-- START Given entries --
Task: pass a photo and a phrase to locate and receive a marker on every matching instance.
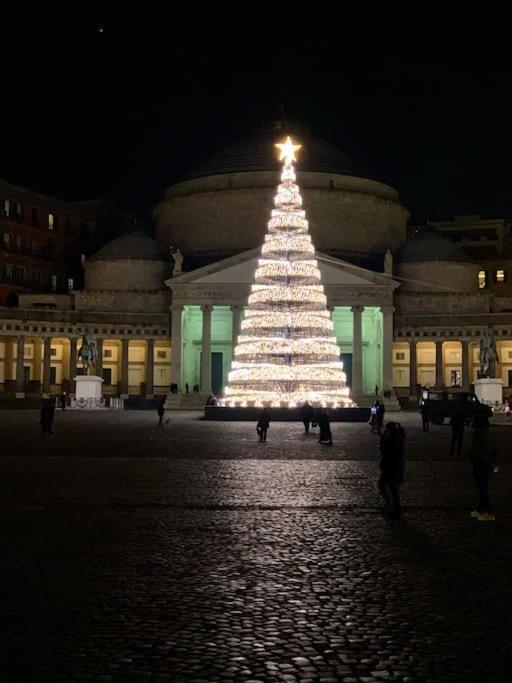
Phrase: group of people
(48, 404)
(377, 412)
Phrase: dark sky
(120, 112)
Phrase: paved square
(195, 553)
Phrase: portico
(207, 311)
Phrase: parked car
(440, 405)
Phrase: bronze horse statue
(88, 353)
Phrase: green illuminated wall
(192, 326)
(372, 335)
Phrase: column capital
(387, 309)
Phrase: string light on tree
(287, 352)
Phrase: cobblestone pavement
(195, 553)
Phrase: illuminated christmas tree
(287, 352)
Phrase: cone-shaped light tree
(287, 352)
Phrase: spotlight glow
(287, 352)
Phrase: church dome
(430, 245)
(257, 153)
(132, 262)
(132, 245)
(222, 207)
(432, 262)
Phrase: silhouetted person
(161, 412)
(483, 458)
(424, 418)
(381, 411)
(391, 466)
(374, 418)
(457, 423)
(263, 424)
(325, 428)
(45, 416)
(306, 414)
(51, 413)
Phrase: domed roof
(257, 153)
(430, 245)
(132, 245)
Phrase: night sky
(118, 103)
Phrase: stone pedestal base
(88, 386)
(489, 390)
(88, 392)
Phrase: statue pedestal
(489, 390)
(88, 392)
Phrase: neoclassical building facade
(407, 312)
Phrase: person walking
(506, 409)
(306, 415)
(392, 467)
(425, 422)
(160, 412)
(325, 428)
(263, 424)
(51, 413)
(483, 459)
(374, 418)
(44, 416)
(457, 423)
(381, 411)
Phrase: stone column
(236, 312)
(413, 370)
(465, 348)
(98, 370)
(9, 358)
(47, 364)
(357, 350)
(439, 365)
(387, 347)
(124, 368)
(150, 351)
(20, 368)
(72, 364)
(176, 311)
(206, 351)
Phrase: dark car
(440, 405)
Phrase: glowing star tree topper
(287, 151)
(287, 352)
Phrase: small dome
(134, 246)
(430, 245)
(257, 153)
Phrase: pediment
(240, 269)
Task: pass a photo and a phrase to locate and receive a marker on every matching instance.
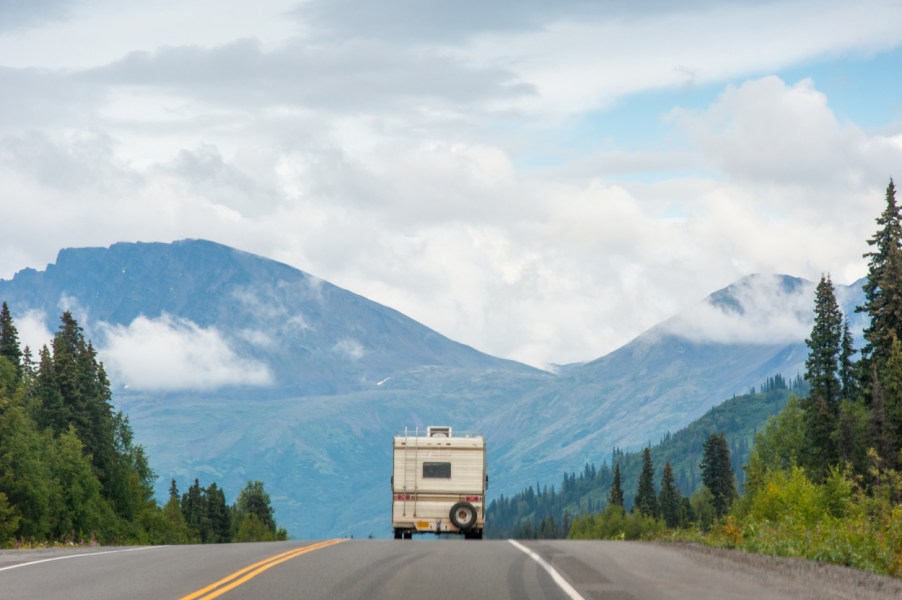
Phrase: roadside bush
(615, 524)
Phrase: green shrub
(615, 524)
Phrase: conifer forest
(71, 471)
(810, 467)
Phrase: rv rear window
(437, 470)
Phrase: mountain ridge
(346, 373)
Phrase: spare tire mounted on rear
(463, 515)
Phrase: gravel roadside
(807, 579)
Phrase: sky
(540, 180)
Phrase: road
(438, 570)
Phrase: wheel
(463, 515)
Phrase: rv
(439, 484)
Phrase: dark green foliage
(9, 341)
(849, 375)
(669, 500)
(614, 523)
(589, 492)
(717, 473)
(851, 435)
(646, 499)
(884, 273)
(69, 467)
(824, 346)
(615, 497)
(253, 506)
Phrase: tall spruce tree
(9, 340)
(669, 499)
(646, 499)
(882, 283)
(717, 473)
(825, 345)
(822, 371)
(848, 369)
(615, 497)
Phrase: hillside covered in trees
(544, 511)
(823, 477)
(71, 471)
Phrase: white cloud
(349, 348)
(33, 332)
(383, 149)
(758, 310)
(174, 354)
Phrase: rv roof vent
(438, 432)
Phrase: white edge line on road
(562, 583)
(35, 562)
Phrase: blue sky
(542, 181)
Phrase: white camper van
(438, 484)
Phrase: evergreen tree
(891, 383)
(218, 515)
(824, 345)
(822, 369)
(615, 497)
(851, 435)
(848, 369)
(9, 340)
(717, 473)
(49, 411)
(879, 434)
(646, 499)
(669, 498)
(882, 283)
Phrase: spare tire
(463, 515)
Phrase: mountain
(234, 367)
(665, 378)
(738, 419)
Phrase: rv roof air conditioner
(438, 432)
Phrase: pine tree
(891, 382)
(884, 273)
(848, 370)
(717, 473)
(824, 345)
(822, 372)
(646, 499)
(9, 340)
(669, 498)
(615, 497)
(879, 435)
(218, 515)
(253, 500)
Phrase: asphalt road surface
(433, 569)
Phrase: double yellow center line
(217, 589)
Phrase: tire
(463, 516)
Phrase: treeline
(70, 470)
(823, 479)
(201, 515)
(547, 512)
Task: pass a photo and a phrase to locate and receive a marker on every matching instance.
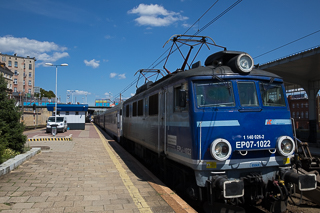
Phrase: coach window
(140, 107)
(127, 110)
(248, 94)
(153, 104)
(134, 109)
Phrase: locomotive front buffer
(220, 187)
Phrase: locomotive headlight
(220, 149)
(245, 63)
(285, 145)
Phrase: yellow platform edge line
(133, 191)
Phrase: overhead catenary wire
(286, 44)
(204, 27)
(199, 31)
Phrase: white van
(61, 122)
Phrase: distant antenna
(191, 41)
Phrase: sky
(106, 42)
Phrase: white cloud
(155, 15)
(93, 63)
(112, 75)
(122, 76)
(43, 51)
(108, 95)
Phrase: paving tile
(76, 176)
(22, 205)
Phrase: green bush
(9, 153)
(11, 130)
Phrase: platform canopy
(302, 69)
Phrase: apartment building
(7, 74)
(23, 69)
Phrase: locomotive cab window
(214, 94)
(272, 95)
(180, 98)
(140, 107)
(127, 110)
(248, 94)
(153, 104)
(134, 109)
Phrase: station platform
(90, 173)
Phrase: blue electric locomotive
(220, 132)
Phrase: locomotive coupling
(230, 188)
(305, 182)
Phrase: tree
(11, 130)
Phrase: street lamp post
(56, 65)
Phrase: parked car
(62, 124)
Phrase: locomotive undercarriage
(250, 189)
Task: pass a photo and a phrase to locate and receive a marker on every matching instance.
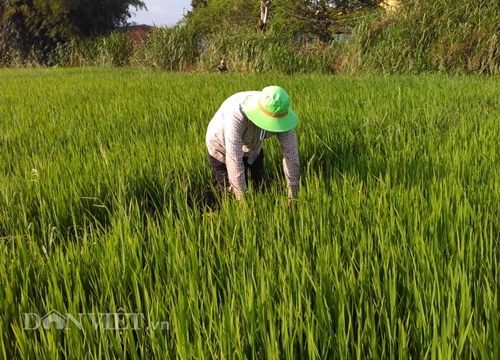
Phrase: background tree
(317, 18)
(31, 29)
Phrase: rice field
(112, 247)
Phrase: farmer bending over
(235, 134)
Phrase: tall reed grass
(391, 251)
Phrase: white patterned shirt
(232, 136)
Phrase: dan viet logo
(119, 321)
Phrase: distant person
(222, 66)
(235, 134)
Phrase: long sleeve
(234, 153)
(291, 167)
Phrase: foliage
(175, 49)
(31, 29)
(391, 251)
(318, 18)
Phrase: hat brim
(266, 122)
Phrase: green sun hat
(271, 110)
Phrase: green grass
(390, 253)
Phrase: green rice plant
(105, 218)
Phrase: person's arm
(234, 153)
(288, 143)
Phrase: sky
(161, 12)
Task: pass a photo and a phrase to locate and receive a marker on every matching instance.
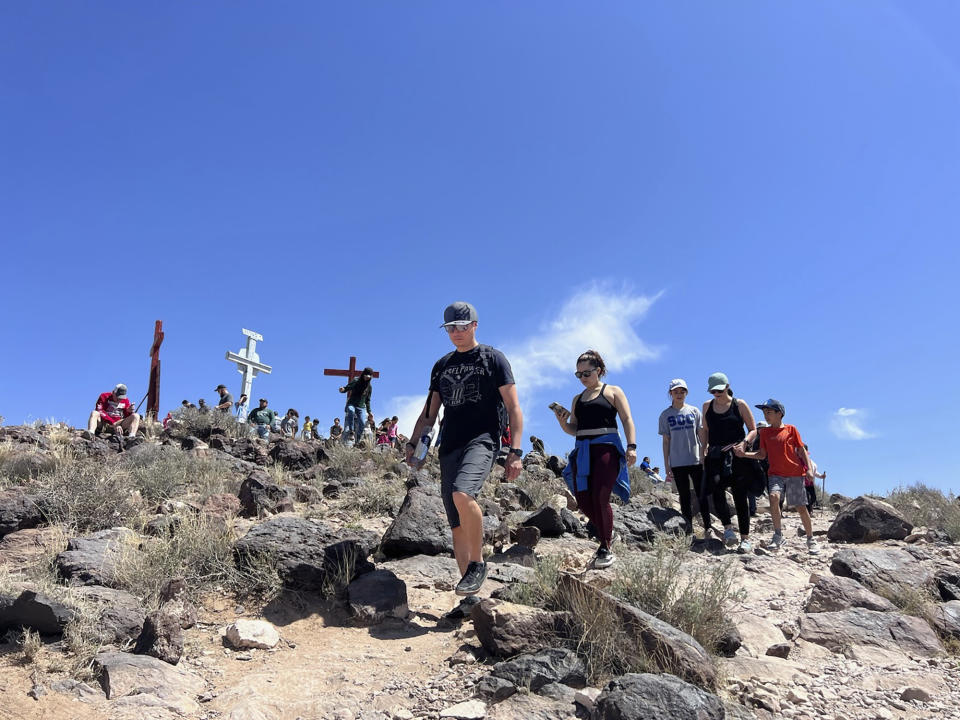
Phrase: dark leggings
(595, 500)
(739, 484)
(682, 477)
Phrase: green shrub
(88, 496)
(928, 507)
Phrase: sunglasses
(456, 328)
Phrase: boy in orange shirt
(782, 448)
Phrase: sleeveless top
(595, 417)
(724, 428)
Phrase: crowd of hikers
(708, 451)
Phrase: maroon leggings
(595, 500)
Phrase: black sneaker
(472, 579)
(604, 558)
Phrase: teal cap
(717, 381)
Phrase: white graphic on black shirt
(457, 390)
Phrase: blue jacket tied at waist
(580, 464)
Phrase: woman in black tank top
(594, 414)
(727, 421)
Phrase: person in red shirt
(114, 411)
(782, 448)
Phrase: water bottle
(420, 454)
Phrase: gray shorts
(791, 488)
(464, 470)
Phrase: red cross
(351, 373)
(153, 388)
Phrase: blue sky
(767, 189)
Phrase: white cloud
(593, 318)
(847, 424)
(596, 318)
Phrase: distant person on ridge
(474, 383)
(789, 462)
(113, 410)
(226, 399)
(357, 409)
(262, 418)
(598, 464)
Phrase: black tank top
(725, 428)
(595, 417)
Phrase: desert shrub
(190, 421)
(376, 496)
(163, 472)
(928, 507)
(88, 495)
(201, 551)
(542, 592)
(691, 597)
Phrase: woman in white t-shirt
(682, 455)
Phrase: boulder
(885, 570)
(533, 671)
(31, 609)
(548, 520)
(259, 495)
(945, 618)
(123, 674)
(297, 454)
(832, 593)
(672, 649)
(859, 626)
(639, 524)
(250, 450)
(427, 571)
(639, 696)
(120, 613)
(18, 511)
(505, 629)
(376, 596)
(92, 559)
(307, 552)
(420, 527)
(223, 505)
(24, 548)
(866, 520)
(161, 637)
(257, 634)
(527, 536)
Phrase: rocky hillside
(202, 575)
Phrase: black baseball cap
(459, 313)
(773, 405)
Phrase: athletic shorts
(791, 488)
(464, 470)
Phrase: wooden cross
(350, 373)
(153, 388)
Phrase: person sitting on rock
-- END Given entries --
Work to complete »
Copy out the lines from the one containing "Phrase: boy in orange shirt" through the last line, both included, keeping each phrase line unchanged. Multiply every coordinate in the answer points by 0.2 and round to whole numbers, with halves rounded up.

Solution to this problem »
Phrase: boy in orange shirt
(156, 90)
Phrase: sleeveless top
(119, 83)
(145, 86)
Phrase: crowd of hikers
(142, 90)
Phrase: maroon leggings
(119, 100)
Phrase: black sneaker
(94, 116)
(121, 112)
Phrase: teal cap
(143, 76)
Phrase: white graphic on black shirt
(91, 78)
Phrase: blue jacket tied at waist
(116, 93)
Phrase: woman in black tank top
(119, 83)
(145, 84)
Phrase: person in red shirt
(23, 82)
(156, 90)
Phrase: water bottle
(84, 91)
Phrase: gray shorts
(158, 98)
(93, 94)
Phrase: red cross
(70, 75)
(31, 78)
Phrase: blue sky
(153, 38)
Phrase: white cloud
(119, 64)
(169, 85)
(119, 64)
Phrase: distant person on ridge
(95, 77)
(158, 92)
(23, 82)
(45, 80)
(71, 82)
(52, 84)
(120, 93)
Phrase: black tank top
(145, 86)
(119, 83)
Phrase: desert shrub
(38, 84)
(75, 99)
(33, 94)
(186, 101)
(18, 99)
(40, 110)
(108, 118)
(138, 119)
Phrase: woman in white t-shirt
(136, 91)
Phrase: boulder
(177, 114)
(107, 134)
(6, 122)
(110, 104)
(52, 99)
(189, 124)
(25, 135)
(59, 91)
(166, 119)
(134, 130)
(172, 125)
(128, 105)
(50, 90)
(85, 114)
(128, 139)
(24, 123)
(4, 102)
(101, 126)
(75, 119)
(18, 112)
(61, 110)
(84, 105)
(45, 101)
(5, 110)
(173, 104)
(32, 127)
(51, 127)
(105, 107)
Phrase: rocky hillside
(40, 115)
Phrase: black baseball cap
(92, 63)
(155, 81)
Phrase: athletic shorts
(158, 98)
(93, 94)
Phrase: wooden cross
(70, 75)
(31, 78)
Phrase: person sitting on rock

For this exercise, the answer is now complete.